— Given task —
Set down each record exactly as written.
───
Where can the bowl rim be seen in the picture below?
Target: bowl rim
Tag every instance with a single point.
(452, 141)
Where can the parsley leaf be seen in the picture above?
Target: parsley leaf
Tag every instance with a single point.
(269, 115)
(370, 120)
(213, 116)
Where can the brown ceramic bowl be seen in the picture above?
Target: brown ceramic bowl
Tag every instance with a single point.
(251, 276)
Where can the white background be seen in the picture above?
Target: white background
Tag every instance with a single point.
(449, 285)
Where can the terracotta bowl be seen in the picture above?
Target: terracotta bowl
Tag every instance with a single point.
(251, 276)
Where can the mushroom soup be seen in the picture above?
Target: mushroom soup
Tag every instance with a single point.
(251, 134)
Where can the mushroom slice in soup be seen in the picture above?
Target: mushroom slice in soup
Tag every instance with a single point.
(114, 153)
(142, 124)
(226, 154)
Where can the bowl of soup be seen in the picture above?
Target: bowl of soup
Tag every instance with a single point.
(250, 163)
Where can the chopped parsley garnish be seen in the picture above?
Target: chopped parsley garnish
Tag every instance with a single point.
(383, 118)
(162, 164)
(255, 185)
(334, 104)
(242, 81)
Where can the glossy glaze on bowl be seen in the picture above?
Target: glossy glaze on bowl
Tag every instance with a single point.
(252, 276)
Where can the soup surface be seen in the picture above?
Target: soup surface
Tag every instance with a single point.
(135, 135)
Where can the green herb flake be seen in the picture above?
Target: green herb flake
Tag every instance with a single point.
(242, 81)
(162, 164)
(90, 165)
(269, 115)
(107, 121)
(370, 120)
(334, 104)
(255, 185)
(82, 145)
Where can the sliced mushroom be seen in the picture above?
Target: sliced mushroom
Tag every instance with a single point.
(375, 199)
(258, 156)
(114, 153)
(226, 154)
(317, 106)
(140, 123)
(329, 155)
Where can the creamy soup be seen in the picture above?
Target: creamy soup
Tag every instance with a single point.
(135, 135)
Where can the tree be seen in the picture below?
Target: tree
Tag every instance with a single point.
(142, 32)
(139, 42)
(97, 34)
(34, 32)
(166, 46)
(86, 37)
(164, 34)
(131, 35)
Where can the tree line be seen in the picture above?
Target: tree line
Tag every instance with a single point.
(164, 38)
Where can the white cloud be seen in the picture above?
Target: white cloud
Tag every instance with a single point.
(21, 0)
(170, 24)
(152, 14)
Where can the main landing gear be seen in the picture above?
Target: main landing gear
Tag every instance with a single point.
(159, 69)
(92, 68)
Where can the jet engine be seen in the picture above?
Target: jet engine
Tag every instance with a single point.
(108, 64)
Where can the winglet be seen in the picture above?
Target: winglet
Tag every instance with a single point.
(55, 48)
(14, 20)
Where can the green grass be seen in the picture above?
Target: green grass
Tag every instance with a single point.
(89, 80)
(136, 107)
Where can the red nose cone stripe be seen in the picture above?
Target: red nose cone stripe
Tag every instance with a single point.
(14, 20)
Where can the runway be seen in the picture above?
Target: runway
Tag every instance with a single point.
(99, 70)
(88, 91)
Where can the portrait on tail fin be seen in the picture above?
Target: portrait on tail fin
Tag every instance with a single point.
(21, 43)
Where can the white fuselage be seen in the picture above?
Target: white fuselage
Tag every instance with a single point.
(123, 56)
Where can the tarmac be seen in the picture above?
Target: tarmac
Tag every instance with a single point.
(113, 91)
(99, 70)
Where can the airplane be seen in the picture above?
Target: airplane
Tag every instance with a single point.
───
— Problem solution —
Where can the bowl rim be seen in the picture below?
Target: bowl rim
Tag every instance with a single point.
(452, 141)
Where can the parsley leaf be seen in the picture above?
Target: parsley leaf
Tag every instance with a single point.
(269, 115)
(370, 120)
(213, 116)
Where can the brown ceramic bowl be seen in the picture above?
Target: brown ceramic bowl
Tag every instance with a single point.
(251, 276)
Where can the white background be seen in the picture above?
Target: white background
Tag every instance with a single point.
(449, 285)
Where can the terracotta bowl be seen in the picture above?
Target: terracotta bowl
Tag every instance with a single point.
(251, 276)
Where can the mushroom soup be seen in the picture above?
Target: mushroom soup
Tag every instance with a single point.
(251, 134)
Where can the mushroom slice in soup be seen in the picture above?
Target: mushroom slice in soup
Tag every instance with a single point.
(114, 153)
(142, 124)
(226, 154)
Where can the bowl of soup be seen in the picture above?
Target: bowl of soup
Tag every instance with a single point.
(250, 163)
Where can the chopped parsley garnish be seen in the picture above?
Target: chopped parsley garnish
Tag every instance with a single point.
(383, 118)
(162, 164)
(255, 185)
(334, 104)
(242, 81)
Where can the glossy glaze on bowl be seen in the picture above?
Target: glossy glaze on bowl
Tag every instance with a single point.
(252, 276)
Where can the soup surface be seen in the picture above?
Target: soup surface
Tag every instance with a single point.
(135, 135)
Where can the green herb flake be seen in the picture above?
Target: green herb flake
Tag every instance with a single point.
(242, 81)
(162, 164)
(90, 165)
(269, 115)
(107, 121)
(370, 120)
(334, 104)
(255, 185)
(82, 145)
Where can the sliced mushroom be seen in the picture above?
Target: sliced mushroom
Tag every instance with a single point.
(375, 199)
(258, 156)
(114, 153)
(226, 154)
(317, 106)
(140, 123)
(329, 155)
Where can the creamy soup be seen in the picture above?
Target: creamy soup
Tag every instance with a single point.
(135, 135)
Where can the tree be seen in the picture below?
Target: tree
Tag every instance with a single point.
(142, 32)
(139, 42)
(97, 34)
(34, 32)
(166, 46)
(86, 37)
(164, 34)
(131, 35)
Where can the tree line be seen in the picture above?
Target: tree line
Tag every instance with a single point.
(164, 38)
Where can the white cloud be seen in the picture above?
Target: white cloud
Tag every instance with a single point.
(21, 0)
(170, 24)
(152, 14)
Where can the main landing gear be seen in the picture above?
Target: main landing gear
Tag every instance with a single point.
(159, 69)
(92, 68)
Where can the jet engine be seen in the picture above?
Target: jet engine
Tag every instance with a single point.
(108, 64)
Where can the winglet be seen in the picture above?
Target: winglet
Tag every instance with a single point.
(55, 48)
(14, 20)
Where can the green grass be seen in the picture above?
Target: green grass
Tag every instance with a single point.
(89, 80)
(136, 107)
Where can the red nose cone stripe be seen in the picture above?
Target: red nose cone stripe
Tag every instance with a single point.
(14, 20)
Where can the runway be seen in the picture above?
Target: runway
Tag every instance with a single point.
(99, 70)
(88, 91)
Where can the portrait on tail fin be seen in the picture above?
Target: portrait on tail fin
Tag every instance with a single point.
(21, 43)
Where can the white fuselage be seen in the picture above?
Target: white fuselage
Tag every instance with a single point.
(123, 56)
Where can the tarmac be seen in the picture above?
Target: tarmac
Tag every instance with a single point.
(113, 91)
(99, 70)
Where can the airplane be seen in the picture above?
Target: airplane
Tag every instance with a single point.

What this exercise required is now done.